------ Extrait

L'égalité salariale femmes-hommes n'est toujours pas réalisé en Suisse en 2019. [Reuters - Ruben Sprich]
La transparence salariale pour réduire les discriminations / Tout un monde / 6 min. / le 3 avril 2023
Aux Etats-Unis, de plus en plus d'Etats introduisent des lois qui obligent les entreprises à publier une fourchette salariale sur leurs offres d'emploi. Dans l'UE, une nouvelle directive sur la transparence salariale devrait entrer en vigueur en 2024. Malgré ces efforts, la question reste encore très taboue dans les entreprises.

Aux Etats-Unis, "l'equal pay", soit la notion de "salaire égal", existe au niveau fédéral depuis les années 60, mais les discriminations subsistent, que ce soit envers les femmes ou les minorités. C'est d'ailleurs ce qui a poussé la Californie, le Colorado, Washington, mais aussi l'Etat de New York à introduire récemment des lois sur la transparence salariale. Désormais, toutes les entreprises doivent afficher sur leurs offres d'emploi le salaire correspondant au poste à pourvoir. Une démarche soutenue par une très large majorité d'employés dans le pays.

Pour Katerina Bezrukova, professeur à l'école de management de l'Université de Buffalo, cette démarche contribue à réduire les inégalités entre les hommes et les femmes. "Quand il s'agit de négocier son salaire suite à une offre d'emploi, on sait via des recherches sur le sujet que les femmes se débrouillent moins bien que les hommes et n'arrivent pas à maximiser leurs intérêts. Elles ont intégré des biais de genre qu'elles ont de la peine à dépasser. Donc disposer d'une certaine transparence dans les salaires, surtout lors des entretiens d'embauche, est extrêmement important", explique-t-elle lundi dans l'émission Tout un monde de la RTS.

------------
------ Entrées répertoriées

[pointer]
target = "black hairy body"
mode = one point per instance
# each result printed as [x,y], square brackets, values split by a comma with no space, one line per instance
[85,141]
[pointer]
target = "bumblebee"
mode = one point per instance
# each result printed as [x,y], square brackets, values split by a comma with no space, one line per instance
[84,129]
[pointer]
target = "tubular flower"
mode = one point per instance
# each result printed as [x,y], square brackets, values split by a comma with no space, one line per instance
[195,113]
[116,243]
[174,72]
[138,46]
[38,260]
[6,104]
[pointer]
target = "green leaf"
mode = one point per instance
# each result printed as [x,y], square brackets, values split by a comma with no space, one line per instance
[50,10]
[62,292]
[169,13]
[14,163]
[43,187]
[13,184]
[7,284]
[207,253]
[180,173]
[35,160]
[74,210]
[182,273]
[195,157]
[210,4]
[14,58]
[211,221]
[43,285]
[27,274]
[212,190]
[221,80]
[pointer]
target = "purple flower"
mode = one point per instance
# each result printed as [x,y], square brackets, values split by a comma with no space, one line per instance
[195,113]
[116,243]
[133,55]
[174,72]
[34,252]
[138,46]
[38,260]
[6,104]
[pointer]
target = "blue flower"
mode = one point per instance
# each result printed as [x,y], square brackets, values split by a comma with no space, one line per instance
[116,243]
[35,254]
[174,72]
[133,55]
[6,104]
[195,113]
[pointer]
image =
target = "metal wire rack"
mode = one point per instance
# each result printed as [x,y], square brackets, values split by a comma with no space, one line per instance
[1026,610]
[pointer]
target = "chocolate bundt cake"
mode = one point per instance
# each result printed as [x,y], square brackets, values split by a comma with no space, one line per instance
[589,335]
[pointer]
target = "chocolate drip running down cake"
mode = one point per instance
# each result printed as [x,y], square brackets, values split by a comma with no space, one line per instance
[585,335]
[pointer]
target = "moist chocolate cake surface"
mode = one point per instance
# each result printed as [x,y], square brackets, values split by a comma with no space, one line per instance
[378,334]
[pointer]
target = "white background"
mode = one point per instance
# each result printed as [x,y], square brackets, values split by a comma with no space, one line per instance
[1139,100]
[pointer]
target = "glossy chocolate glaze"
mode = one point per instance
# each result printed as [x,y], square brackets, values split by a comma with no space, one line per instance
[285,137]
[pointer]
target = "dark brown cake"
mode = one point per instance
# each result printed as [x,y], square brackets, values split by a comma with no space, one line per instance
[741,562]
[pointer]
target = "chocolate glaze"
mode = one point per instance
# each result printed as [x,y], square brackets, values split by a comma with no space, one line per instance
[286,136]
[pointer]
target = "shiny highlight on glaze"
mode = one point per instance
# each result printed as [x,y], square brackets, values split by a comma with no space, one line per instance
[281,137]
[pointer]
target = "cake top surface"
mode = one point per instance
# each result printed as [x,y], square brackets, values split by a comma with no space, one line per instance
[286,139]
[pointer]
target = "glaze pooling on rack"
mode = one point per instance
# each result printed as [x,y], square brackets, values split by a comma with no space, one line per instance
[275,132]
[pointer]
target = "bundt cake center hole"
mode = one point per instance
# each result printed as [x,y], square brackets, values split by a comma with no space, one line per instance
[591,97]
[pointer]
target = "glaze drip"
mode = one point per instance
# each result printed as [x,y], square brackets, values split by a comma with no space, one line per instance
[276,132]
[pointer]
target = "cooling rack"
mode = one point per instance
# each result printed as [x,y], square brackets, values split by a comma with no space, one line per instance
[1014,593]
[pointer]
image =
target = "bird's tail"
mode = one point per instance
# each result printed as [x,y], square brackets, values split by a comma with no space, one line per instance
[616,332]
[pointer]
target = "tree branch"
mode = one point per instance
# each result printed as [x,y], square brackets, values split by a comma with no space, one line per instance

------------

* Actions à réaliser *
- 1) Donnez tous les États américains que le texte sur la transparence salariale cite comme ayant récemment adopté des lois sur ce sujet.
- 2) Poursuivez le texte sur la transparence salariale à partir de sa dernière phrase.
Ces enregistrements viennent d'une autre source que le texte sur la transparence salariale.

* Corrigé des exercices *
- 1) La Californie, le Colorado, Washington et l'État de New York.

- 2)
>> Lire aussi : Vers plus de transparence salariale dans les entreprises?

L'opacité salariale, "une solution de facilité"

Il reste toutefois plus facile pour les entreprises de garder une certaine discrétion sur les salaires plutôt que de les publier, explique Katerina Bezrukova. "Du point de vue du manager, ça représente beaucoup de travail de justifier toutes les petites faveurs que l'on octroie à un employé. Avant, tout était fait dans un certain secret, une seule personne était au courant. Maintenant il sera difficile de répondre à toutes les questions que cette transparence va susciter. Il va y avoir des plaintes et des récriminations, tout ce que les managers n'aiment pas."

Depuis l'entrée en vigueur de ces nouvelles lois aux Etats-Unis, de plus en plus d'entreprises, grandes ou petites, mettent en ligne les salaires avec leurs offres d'emploi. Un effort de transparence qui peut créer certaines frustrations et tensions entre nouveaux et anciens employés. En effet, face à la pénurie de main d'oeuvre, les employeurs tentent d'attirer des candidats avec des rémunérations parfois plus élevées que celles perçues par certains employés en poste depuis plusieurs années et pour des poste équivalents.

La question des bonus

Il y a ensuite la question des bonus qui souvent ne figurent pas dans les offres d'emploi. En outre, les fourchettes salariales affichées sont parfois trop larges pour être vraiment utiles aux candidats. Les montants peuvent parfois aller du simple au double, notamment pour des postes hautement qualifiés comme médecin ou consultant financier. Dans ces cas là, il devient très difficile d'évaluer si l'entreprise est vraiment de bonne foi.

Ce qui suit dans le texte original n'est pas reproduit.